▶ Passage for review
----

Project 1: Gene Expression Prediction using Genetic Markers

Background and Introduction

As explained in the class, the primary goal of this project is to build machine learning algorithms for predicting gene expression levels using genotypes of cis-SNPs. This is an active research area in genetics and genomics, the following papers provide necessary background on this topic.

Data Downloading

Download a single zipped tar file project_data.tgz from here. Note that the file size is about 571Mb, make sure you have enough disk space to save and operate on the downloaded file.

To decompress the file, run the following command in a UNIX/Linux/Mac terminal

tar zxf project_data.tgz

The whole data set contains text formated data files for 68 genes. There are 3 separate files for each gene:

  1. genotype data for training samples (named as ENSG###.training_geno.dat): genotype data matrix (Nxp) for a given gene. For all genes, training data sample size N=570. The number of cis-SNPs (i.e., the predictors) varies by genes. The summary of distribution of p across 68 genes is given by
   Min. 1st Qu.  Median    Mean 3rd Qu.    Max.

----

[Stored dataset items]
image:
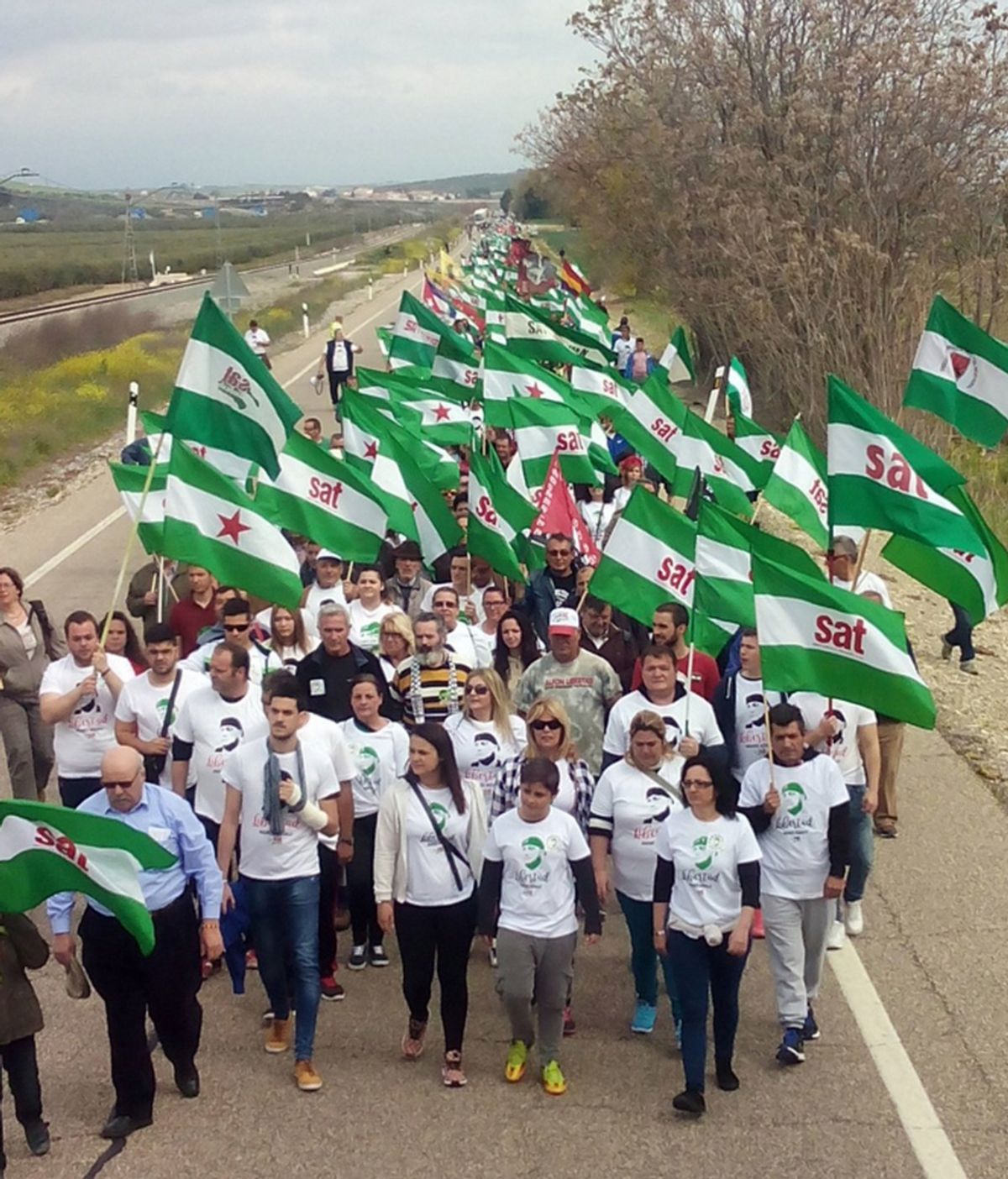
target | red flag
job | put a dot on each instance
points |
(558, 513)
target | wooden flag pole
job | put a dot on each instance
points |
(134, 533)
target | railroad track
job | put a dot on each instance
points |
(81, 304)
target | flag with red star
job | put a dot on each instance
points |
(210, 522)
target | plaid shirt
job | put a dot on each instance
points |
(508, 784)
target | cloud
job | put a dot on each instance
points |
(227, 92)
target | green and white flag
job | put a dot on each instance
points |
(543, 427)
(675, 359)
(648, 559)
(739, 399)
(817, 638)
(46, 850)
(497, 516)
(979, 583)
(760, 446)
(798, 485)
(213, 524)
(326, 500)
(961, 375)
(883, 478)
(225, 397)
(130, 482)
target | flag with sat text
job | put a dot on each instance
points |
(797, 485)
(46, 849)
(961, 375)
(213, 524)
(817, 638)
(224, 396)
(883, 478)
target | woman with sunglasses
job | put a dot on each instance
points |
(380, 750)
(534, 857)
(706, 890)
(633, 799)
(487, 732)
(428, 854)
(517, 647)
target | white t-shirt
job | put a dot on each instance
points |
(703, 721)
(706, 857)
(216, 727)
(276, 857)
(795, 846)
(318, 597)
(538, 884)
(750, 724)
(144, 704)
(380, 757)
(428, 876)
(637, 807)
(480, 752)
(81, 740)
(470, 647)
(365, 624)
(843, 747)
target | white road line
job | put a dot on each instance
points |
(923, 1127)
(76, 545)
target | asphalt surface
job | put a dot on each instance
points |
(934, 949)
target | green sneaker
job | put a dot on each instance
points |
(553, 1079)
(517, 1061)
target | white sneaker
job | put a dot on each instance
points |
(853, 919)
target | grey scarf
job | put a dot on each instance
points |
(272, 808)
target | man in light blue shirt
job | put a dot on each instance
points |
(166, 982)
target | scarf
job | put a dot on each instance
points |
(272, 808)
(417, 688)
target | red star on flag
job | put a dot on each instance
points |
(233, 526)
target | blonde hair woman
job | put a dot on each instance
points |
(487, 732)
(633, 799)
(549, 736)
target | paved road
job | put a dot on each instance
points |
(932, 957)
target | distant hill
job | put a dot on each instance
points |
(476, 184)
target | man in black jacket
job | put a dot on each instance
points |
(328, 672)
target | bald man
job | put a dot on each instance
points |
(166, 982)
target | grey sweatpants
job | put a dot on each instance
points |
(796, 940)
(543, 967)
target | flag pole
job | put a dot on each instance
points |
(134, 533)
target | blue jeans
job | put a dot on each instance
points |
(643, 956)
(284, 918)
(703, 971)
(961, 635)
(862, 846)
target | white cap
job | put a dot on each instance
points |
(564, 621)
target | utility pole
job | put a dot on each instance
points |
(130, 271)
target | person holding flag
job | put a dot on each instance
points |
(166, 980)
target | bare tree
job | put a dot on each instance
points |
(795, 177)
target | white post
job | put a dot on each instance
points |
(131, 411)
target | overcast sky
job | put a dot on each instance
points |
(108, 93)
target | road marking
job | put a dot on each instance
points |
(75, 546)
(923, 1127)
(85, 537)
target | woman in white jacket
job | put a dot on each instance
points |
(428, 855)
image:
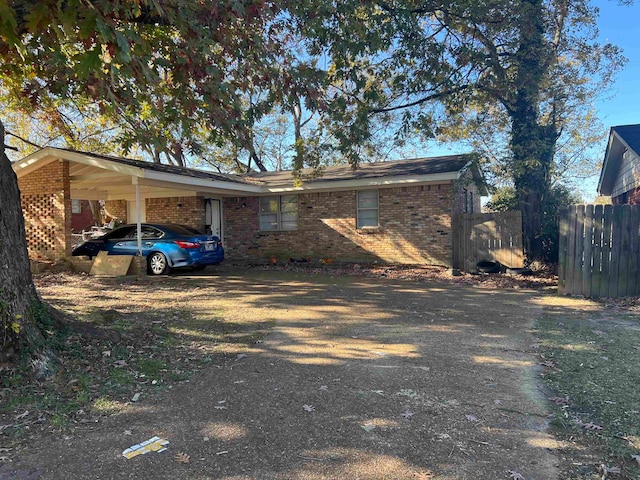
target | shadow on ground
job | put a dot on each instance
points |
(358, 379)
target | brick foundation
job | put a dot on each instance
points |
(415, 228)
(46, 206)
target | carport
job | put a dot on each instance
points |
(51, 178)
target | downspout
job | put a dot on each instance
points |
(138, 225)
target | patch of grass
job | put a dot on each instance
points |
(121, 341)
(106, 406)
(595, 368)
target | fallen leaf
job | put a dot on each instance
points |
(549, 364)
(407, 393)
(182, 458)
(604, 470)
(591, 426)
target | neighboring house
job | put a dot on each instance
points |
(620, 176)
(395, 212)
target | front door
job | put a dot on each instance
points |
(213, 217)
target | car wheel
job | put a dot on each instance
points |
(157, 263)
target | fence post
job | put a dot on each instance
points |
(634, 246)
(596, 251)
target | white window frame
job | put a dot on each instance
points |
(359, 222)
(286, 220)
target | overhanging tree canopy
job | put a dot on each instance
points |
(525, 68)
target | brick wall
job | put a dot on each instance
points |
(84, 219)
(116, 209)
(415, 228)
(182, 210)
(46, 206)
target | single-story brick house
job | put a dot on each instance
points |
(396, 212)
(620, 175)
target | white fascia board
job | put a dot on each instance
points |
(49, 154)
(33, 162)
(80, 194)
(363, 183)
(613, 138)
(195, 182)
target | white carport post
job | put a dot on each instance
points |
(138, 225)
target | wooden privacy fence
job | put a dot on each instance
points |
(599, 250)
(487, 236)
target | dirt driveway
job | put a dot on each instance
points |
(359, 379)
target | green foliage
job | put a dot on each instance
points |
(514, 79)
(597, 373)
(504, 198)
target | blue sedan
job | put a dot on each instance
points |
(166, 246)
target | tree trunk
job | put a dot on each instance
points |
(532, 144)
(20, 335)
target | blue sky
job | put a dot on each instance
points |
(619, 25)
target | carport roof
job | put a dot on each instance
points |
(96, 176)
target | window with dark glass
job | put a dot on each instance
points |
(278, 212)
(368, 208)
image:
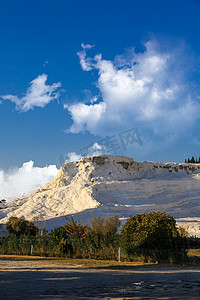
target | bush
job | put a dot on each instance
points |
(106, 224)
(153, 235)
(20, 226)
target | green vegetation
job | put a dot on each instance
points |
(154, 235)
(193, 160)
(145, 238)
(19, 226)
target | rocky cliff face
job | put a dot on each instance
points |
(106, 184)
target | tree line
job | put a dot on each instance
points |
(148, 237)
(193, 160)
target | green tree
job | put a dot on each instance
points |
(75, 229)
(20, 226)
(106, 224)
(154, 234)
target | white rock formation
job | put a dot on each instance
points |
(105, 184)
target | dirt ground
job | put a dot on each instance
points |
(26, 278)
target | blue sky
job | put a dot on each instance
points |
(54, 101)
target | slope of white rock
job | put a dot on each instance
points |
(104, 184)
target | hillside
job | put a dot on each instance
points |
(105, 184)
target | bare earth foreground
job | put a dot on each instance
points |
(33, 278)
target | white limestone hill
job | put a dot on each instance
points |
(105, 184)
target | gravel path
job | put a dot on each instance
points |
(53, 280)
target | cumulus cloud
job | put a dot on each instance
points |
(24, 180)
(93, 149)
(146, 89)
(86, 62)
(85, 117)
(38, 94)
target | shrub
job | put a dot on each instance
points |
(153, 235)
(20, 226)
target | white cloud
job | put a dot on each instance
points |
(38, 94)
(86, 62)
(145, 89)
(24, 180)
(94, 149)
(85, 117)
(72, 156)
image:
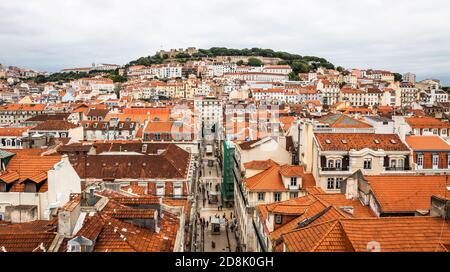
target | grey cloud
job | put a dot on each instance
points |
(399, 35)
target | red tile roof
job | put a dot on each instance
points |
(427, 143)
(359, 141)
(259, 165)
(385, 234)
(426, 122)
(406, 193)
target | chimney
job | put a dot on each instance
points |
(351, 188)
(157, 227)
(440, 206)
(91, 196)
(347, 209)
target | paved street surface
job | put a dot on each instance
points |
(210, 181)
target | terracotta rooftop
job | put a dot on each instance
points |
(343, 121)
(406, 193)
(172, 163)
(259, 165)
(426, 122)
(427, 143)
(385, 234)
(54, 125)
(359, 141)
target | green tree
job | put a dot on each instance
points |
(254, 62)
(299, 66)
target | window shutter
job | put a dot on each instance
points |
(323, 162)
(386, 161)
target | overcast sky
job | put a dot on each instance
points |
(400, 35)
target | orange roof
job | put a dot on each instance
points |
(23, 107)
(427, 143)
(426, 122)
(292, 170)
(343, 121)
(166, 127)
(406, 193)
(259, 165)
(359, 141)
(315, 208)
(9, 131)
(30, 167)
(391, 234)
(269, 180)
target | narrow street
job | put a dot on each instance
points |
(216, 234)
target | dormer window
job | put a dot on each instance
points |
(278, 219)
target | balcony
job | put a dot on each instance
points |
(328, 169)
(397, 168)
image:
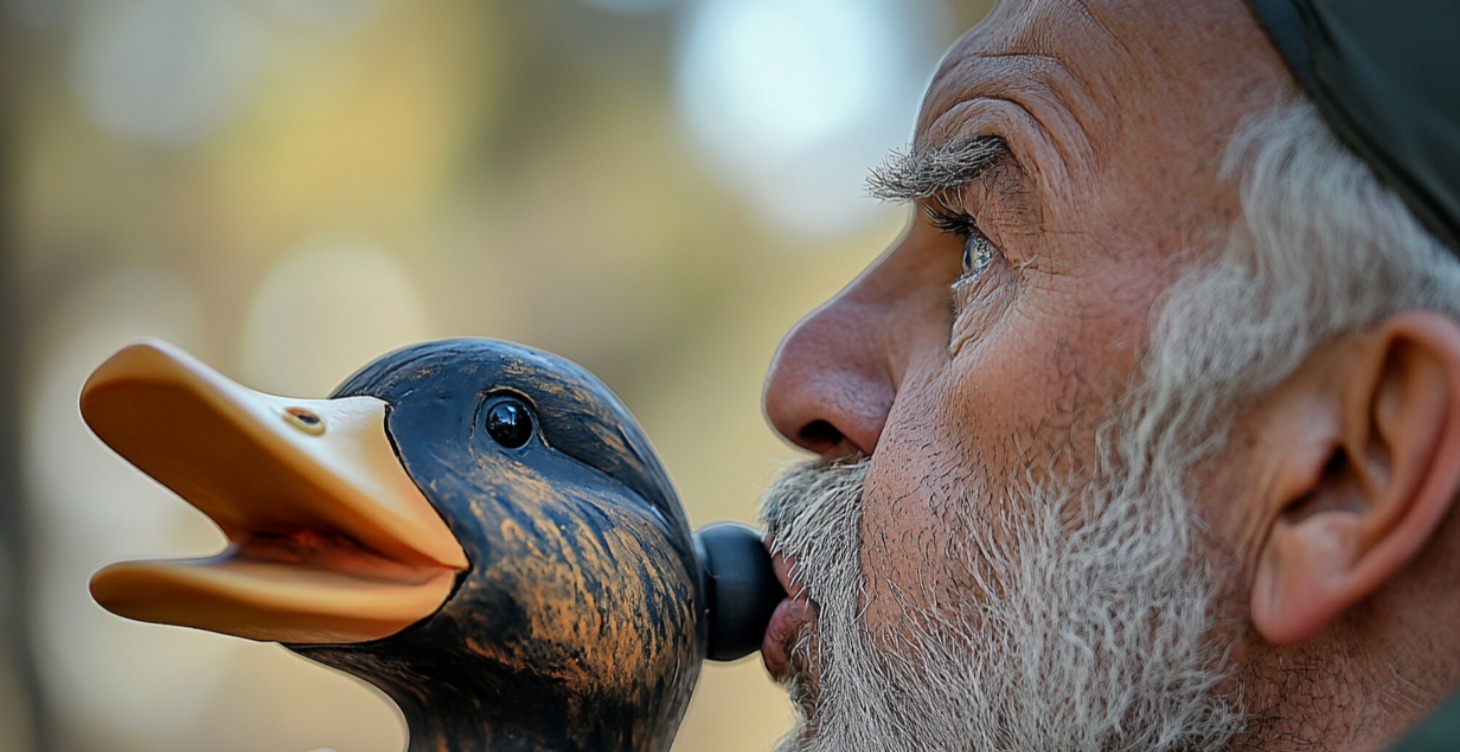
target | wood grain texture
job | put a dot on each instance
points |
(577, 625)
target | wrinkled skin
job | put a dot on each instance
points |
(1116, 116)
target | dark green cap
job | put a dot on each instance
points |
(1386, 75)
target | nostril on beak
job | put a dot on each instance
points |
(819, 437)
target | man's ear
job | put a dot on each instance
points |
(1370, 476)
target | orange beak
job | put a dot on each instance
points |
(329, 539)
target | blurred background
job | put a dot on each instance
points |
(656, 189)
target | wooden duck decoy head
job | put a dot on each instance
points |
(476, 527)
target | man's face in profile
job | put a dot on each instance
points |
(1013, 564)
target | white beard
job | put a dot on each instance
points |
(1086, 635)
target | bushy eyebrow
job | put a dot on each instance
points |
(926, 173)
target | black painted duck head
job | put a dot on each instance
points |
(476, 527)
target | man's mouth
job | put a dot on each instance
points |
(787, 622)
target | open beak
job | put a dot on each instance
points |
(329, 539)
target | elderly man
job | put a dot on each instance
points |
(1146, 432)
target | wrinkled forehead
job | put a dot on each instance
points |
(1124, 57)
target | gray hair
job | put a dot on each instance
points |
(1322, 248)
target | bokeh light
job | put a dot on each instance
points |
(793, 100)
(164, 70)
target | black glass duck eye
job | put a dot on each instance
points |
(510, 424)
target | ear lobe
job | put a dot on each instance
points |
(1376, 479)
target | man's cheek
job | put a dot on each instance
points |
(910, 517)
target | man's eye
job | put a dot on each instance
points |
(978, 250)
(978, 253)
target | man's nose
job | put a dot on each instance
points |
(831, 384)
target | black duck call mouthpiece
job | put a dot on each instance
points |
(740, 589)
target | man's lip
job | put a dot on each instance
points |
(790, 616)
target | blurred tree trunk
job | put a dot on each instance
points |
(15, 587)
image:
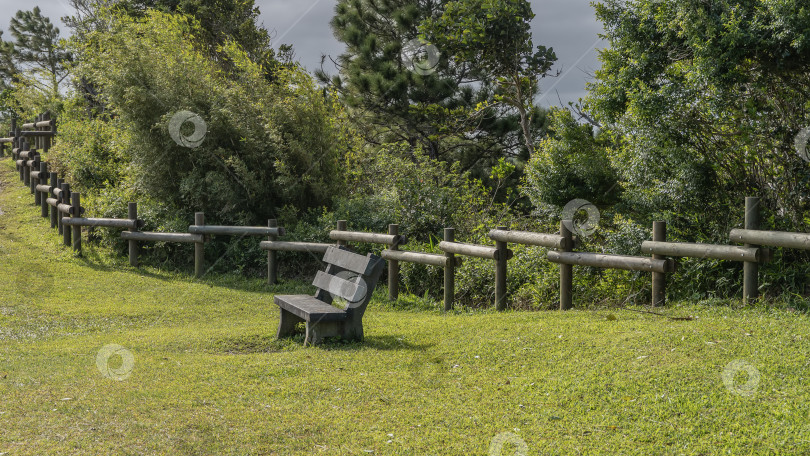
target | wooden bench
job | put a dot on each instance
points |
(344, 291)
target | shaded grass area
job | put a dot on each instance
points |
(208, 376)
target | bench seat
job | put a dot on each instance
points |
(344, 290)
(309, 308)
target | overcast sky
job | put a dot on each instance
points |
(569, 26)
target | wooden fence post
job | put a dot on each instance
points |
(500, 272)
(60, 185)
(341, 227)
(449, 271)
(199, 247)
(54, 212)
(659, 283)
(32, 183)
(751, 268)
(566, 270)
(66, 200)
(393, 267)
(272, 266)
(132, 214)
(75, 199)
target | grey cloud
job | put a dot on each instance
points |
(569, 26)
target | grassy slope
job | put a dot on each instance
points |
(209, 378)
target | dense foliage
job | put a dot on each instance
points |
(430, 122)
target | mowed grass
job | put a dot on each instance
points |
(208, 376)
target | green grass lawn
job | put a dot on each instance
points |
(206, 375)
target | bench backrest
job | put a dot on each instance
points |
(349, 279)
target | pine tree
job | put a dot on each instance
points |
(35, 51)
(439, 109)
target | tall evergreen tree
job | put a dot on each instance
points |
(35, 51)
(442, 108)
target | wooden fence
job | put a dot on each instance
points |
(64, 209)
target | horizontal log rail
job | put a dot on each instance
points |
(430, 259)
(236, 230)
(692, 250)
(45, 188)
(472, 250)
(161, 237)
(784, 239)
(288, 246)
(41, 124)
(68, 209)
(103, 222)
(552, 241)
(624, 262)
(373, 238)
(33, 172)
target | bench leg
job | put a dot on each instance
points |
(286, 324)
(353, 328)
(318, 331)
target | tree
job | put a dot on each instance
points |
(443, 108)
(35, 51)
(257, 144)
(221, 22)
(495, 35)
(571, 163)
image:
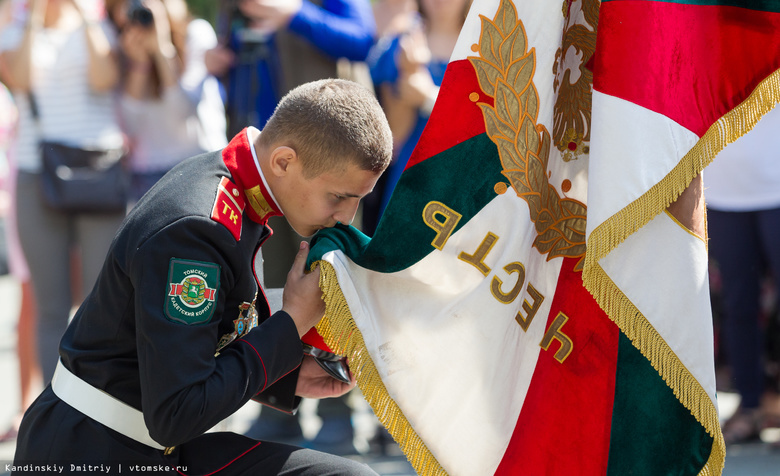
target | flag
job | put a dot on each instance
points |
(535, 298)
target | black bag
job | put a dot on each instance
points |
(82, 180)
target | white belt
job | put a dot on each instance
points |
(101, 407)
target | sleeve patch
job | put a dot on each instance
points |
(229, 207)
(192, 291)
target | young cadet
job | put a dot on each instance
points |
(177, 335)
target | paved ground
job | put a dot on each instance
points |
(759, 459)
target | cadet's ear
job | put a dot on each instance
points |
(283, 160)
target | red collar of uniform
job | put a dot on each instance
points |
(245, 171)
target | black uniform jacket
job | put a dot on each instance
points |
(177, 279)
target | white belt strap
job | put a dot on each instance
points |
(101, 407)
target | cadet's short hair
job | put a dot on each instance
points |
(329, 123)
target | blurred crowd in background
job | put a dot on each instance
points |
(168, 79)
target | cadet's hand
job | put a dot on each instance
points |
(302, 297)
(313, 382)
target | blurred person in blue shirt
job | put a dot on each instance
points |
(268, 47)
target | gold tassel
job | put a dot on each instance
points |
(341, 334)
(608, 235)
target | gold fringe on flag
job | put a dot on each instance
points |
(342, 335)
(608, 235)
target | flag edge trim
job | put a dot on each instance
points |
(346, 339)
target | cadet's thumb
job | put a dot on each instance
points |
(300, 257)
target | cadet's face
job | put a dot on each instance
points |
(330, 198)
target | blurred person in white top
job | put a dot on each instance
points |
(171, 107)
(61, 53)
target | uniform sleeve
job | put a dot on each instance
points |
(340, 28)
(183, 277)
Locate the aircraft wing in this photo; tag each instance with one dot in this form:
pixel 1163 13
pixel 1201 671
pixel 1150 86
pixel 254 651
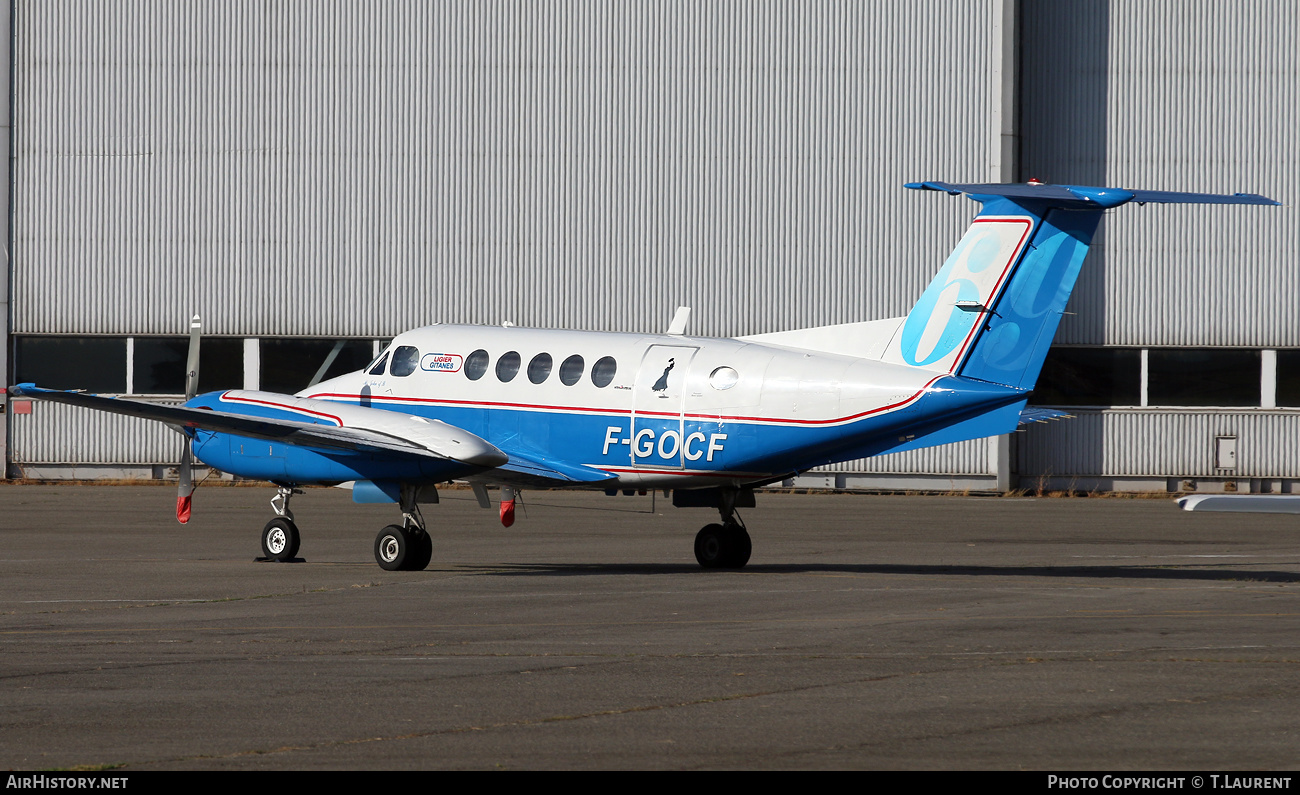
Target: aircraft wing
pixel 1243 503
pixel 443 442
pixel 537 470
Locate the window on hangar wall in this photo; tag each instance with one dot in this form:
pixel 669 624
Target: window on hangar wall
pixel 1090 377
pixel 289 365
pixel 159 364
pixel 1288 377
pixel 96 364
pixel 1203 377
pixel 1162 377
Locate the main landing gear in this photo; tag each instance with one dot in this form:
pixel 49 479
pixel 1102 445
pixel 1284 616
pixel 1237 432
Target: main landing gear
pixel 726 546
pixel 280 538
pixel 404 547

----

▶ Task brief
Edit the project description so that it begins at the words "As explained in" and stops after "on this topic.", with "machine learning algorithms" changed to "statistical models". Work only from the project description and set the listing aside.

▶ Answer space
As explained in the class, the primary goal of this project is to build statistical models for predicting gene expression levels using genotypes of cis-SNPs. This is an active research area in genetics and genomics, the following papers provide necessary background on this topic.